◆ Task instructions ◆
Convert every line of the data below into a Markdown table with the columns Row and Line, omitting blank lines.

Entries for bounding box labeling

BEGIN

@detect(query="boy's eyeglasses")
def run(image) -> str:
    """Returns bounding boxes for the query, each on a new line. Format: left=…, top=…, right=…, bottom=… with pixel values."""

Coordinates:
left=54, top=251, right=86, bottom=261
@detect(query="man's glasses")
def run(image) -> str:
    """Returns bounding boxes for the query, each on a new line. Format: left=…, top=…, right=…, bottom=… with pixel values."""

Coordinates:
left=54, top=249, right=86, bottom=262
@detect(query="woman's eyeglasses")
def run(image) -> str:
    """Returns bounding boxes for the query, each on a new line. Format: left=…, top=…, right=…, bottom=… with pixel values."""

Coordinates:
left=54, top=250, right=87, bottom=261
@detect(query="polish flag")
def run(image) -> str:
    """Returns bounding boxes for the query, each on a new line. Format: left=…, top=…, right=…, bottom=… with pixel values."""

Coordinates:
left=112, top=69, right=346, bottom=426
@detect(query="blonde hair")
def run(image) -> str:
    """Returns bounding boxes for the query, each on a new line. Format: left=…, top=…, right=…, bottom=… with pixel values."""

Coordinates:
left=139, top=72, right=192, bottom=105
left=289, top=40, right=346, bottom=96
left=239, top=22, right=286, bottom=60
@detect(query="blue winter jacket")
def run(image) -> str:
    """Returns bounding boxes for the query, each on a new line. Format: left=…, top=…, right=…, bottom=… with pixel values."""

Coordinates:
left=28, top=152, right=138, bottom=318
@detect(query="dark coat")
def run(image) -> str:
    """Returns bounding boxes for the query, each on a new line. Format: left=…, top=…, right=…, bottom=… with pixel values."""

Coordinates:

END

◆ Task response ◆
| Row | Line |
|---|---|
| 1 | @detect(query="boy's eyeglasses") |
| 2 | def run(image) -> str: |
| 3 |     """Returns bounding boxes for the query, each on a new line. Format: left=…, top=…, right=…, bottom=… with pixel values.""" |
| 4 | Coordinates: |
| 5 | left=54, top=251, right=86, bottom=261 |
| 6 | @detect(query="man's glasses") |
| 7 | def run(image) -> str: |
| 8 |     """Returns bounding boxes for the query, each on a new line. Format: left=…, top=…, right=…, bottom=… with pixel values.""" |
| 9 | Coordinates: |
| 10 | left=54, top=249, right=86, bottom=262 |
| 11 | @detect(query="woman's eyeglasses") |
| 12 | def run(image) -> str: |
| 13 |     """Returns bounding boxes for the query, each on a new line. Format: left=…, top=…, right=…, bottom=… with pixel values.""" |
| 14 | Coordinates: |
| 15 | left=54, top=250, right=87, bottom=261 |
| 16 | @detect(query="polish flag") |
| 17 | def run(image) -> str: |
| 18 |     """Returns bounding boxes for the query, each on a new line. Format: left=…, top=…, right=…, bottom=… with pixel values.""" |
| 19 | Coordinates: |
| 20 | left=112, top=69, right=346, bottom=426 |
| 21 | @detect(query="blonde hair") |
| 22 | def run(image) -> str: |
| 23 |     """Returns bounding boxes for the query, each on a new line. Format: left=…, top=…, right=…, bottom=… with pixel values.""" |
| 24 | Coordinates: |
| 25 | left=139, top=72, right=192, bottom=105 |
| 26 | left=289, top=40, right=346, bottom=96 |
| 27 | left=239, top=22, right=286, bottom=60 |
| 28 | @detect(query="blue winter jacket") |
| 29 | def run(image) -> str: |
| 30 |     """Returns bounding boxes for the query, each on a new line. Format: left=…, top=…, right=…, bottom=… with pixel values.""" |
| 31 | Coordinates: |
| 32 | left=28, top=152, right=138, bottom=318 |
| 33 | @detect(query="dark coat") |
| 34 | def run(image) -> str: |
| 35 |     """Returns bounding boxes for the query, each on a new line. Format: left=…, top=…, right=…, bottom=… with pixel values.""" |
| 36 | Coordinates: |